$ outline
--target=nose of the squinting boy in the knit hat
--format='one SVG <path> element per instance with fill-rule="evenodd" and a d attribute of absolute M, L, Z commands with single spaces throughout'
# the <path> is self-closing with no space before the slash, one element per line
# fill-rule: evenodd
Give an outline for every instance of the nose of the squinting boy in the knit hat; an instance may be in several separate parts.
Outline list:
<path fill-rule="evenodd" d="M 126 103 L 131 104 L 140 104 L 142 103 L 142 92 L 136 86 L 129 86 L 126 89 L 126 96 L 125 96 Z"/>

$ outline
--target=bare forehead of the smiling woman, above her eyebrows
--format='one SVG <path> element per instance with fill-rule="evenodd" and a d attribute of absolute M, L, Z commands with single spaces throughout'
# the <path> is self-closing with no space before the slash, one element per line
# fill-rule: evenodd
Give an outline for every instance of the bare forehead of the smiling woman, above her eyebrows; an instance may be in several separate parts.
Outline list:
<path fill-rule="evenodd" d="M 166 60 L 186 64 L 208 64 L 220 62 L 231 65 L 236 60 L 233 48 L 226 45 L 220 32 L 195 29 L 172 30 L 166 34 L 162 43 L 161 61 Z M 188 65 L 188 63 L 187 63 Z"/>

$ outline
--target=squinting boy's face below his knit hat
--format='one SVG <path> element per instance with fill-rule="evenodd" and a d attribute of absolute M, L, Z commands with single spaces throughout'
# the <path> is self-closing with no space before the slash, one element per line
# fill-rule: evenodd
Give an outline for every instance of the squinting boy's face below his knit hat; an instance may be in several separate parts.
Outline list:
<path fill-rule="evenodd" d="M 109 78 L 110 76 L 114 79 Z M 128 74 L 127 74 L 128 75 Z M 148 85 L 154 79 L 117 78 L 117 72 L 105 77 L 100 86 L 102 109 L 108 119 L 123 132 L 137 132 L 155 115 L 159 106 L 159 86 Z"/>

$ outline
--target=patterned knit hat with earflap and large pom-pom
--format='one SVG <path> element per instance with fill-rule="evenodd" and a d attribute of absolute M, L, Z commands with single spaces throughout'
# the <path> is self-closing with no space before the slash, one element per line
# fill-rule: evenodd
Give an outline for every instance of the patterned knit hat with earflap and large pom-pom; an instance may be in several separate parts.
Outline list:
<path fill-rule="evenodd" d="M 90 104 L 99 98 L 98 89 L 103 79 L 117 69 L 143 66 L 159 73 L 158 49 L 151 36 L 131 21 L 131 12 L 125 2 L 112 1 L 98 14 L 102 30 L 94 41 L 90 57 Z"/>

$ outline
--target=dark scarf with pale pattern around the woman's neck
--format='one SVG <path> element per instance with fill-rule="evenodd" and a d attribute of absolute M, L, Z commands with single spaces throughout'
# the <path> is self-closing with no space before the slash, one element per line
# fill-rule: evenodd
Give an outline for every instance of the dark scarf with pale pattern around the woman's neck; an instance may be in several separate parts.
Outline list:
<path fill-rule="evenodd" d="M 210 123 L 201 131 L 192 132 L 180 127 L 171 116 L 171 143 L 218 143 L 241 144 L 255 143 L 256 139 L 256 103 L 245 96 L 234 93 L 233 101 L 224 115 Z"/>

WORK REQUIRED | Each record must be returned exactly as it is written.

RESULT |
$ outline
--target=nose of the squinting boy in the knit hat
--format='one SVG <path> element per instance with fill-rule="evenodd" and a d attribute of absolute M, L, Z commands with single spaces throughout'
# the <path> is self-closing with no space before the slash, one element per line
# fill-rule: evenodd
Give an outline for every instance of the nose of the squinting boy in the knit hat; an instance may be in several separate parts.
Outline list:
<path fill-rule="evenodd" d="M 126 103 L 131 104 L 140 104 L 142 103 L 142 92 L 136 86 L 129 86 L 126 89 L 126 96 L 125 96 Z"/>

$ outline
--target=bare forehead of the smiling woman, above her eyebrows
--format='one SVG <path> element per instance with fill-rule="evenodd" and a d attribute of absolute M, L, Z commands with single spaces throughout'
# the <path> is self-closing with no space before the slash, one element per line
# fill-rule: evenodd
Give an outline for every instance of the bare forehead of the smiling woman, above her eyebrows; an instance may be in several separate parts.
Outline list:
<path fill-rule="evenodd" d="M 166 60 L 186 64 L 208 64 L 220 62 L 231 65 L 236 60 L 233 48 L 226 45 L 220 32 L 195 29 L 172 30 L 166 34 L 162 43 L 161 61 Z M 188 65 L 188 63 L 187 63 Z"/>

$ outline
--target=squinting boy's face below his knit hat
--format='one SVG <path> element per instance with fill-rule="evenodd" and a d attribute of absolute M, L, Z commands with single spaces throughout'
# the <path> is self-closing with no space before the slash, one element per line
# fill-rule: evenodd
Give an outline for every instance of the squinting boy's face below his knit hat; an instance may be in several separate parts.
Outline list:
<path fill-rule="evenodd" d="M 109 78 L 110 76 L 114 79 Z M 128 74 L 127 74 L 128 75 Z M 148 85 L 154 79 L 117 78 L 117 72 L 105 77 L 100 86 L 102 109 L 108 119 L 123 132 L 137 132 L 155 115 L 159 106 L 159 86 Z"/>

$ outline
--target=patterned knit hat with earflap and large pom-pom
--format='one SVG <path> element per instance with fill-rule="evenodd" and a d attribute of absolute M, L, Z commands with single spaces throughout'
# the <path> is self-closing with no space before the slash, one element per line
# fill-rule: evenodd
Give an outline for every instance of the patterned knit hat with earflap and large pom-pom; an instance may be in several separate parts.
Outline list:
<path fill-rule="evenodd" d="M 90 104 L 99 98 L 98 89 L 103 79 L 117 69 L 143 66 L 159 73 L 158 49 L 151 36 L 131 21 L 131 12 L 125 2 L 112 1 L 98 14 L 102 30 L 94 41 L 90 57 Z"/>

$ outline
--target=dark scarf with pale pattern around the woman's neck
--format='one SVG <path> element per instance with fill-rule="evenodd" and a d attribute of absolute M, L, Z commands with single spaces throughout'
# the <path> is self-closing with no space before the slash, one element per line
# fill-rule: evenodd
Give an outline for every instance of the dark scarf with pale pattern around the woman's neck; an instance may be in several separate parts.
Outline list:
<path fill-rule="evenodd" d="M 210 123 L 201 131 L 192 132 L 180 127 L 171 116 L 171 143 L 218 143 L 241 144 L 255 143 L 256 139 L 256 103 L 245 96 L 234 93 L 233 101 L 224 115 Z"/>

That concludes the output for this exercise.